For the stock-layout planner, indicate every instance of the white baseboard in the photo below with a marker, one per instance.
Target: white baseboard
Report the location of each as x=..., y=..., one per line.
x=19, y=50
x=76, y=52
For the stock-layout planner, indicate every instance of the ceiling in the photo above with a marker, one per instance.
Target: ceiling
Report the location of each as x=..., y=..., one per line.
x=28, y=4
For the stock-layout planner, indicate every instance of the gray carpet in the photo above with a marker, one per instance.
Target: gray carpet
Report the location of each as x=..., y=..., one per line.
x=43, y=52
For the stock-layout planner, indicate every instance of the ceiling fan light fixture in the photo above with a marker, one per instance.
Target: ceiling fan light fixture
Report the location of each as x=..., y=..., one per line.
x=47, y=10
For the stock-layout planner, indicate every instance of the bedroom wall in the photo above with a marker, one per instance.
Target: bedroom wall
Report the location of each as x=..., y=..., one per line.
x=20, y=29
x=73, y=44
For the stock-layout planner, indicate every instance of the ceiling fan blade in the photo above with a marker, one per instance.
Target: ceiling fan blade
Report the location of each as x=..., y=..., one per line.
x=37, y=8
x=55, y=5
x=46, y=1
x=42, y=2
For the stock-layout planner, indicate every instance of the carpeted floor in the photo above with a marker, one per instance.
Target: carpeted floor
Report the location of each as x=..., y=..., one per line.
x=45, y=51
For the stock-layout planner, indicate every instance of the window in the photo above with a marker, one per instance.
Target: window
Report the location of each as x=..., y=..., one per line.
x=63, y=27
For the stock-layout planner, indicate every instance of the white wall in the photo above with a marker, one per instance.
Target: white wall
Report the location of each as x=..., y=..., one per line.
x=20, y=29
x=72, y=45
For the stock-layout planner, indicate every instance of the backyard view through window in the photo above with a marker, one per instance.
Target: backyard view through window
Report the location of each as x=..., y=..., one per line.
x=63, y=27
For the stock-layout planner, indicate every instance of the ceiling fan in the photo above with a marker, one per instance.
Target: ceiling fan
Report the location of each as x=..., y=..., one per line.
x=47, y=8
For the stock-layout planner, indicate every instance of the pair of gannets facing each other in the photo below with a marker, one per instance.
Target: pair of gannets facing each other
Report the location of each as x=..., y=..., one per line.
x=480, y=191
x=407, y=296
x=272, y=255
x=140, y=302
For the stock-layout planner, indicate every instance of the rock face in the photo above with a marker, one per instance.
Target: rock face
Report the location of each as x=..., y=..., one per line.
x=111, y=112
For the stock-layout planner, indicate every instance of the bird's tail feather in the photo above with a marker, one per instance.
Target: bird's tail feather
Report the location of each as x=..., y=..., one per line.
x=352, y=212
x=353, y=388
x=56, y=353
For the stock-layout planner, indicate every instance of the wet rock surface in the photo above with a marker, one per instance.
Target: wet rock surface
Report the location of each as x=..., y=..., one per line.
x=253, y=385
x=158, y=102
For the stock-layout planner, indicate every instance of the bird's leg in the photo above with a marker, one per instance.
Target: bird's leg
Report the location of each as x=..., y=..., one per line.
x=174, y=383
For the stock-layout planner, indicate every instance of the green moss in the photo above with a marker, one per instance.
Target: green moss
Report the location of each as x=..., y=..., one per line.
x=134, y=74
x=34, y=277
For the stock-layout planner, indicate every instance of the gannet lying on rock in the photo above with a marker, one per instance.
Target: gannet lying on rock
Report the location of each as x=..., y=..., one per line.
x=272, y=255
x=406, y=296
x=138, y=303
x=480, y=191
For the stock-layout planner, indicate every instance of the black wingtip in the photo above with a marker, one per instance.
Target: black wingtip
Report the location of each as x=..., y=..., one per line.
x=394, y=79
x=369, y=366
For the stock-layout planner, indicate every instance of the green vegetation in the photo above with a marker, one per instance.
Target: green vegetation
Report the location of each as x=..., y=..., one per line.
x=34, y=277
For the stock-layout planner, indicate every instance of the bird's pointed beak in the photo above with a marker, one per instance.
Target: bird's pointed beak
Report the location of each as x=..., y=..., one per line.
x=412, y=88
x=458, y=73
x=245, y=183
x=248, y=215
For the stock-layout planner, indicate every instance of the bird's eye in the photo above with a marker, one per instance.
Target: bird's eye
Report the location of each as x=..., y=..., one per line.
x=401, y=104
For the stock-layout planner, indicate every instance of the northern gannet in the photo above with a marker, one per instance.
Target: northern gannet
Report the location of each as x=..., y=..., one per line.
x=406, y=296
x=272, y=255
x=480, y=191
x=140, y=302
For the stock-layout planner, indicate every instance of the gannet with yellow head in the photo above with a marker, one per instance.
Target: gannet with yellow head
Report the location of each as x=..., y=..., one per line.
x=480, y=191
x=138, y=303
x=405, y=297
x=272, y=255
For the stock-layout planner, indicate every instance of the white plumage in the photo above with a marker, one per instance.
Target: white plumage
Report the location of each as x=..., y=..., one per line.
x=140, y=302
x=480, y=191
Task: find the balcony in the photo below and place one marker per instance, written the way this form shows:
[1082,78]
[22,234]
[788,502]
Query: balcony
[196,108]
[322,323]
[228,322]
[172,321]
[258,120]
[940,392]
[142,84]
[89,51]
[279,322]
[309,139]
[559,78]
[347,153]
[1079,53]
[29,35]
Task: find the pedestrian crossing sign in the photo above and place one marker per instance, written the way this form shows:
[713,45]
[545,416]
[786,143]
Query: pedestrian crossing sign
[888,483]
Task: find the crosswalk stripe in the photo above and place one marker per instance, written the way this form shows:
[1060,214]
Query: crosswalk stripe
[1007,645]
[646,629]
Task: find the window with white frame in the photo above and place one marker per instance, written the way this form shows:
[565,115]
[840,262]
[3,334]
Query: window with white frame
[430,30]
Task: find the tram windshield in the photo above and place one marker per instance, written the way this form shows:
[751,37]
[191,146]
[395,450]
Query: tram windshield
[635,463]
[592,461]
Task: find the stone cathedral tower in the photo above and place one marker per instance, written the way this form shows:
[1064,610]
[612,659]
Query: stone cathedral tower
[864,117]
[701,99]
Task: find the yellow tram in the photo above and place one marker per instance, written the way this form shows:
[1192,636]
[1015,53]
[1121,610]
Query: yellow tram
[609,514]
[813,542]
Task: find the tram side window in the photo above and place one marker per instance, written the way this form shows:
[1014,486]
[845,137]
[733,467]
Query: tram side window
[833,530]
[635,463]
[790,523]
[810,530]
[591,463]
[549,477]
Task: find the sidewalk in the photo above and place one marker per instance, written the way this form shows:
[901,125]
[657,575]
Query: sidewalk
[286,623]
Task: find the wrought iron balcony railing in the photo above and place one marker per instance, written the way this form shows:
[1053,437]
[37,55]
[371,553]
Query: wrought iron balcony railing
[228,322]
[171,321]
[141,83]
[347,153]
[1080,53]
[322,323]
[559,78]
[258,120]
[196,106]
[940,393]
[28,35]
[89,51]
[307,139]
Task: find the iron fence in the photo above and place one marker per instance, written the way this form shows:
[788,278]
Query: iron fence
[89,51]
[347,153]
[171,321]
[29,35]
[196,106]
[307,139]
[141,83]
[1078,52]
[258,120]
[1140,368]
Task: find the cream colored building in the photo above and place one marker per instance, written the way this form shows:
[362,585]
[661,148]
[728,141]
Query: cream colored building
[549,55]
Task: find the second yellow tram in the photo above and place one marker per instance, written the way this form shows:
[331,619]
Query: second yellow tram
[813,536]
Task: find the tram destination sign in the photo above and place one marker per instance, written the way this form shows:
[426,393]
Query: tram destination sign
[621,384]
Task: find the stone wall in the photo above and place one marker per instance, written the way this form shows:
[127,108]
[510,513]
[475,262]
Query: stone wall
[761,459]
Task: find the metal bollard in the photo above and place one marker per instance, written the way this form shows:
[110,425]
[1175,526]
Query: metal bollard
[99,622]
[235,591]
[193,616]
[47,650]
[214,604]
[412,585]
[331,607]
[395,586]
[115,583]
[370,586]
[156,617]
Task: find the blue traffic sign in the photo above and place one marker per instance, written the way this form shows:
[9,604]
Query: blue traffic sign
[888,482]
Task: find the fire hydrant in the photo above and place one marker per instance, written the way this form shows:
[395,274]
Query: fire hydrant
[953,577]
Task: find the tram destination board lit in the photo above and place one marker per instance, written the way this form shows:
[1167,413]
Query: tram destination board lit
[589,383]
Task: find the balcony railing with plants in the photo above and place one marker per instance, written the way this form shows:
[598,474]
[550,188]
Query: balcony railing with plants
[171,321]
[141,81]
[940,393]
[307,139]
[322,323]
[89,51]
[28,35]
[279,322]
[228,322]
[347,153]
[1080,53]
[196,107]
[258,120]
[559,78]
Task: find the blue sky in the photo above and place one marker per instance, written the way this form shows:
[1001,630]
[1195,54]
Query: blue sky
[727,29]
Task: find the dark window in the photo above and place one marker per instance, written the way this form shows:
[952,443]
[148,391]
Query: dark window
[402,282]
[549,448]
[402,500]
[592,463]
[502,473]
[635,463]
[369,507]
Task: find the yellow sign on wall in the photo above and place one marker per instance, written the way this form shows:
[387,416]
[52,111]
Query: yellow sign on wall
● ● ● ●
» Directions for this task
Throughout the data, tally the lines that hold the string "ceiling" and report the tally alone.

» Task result
8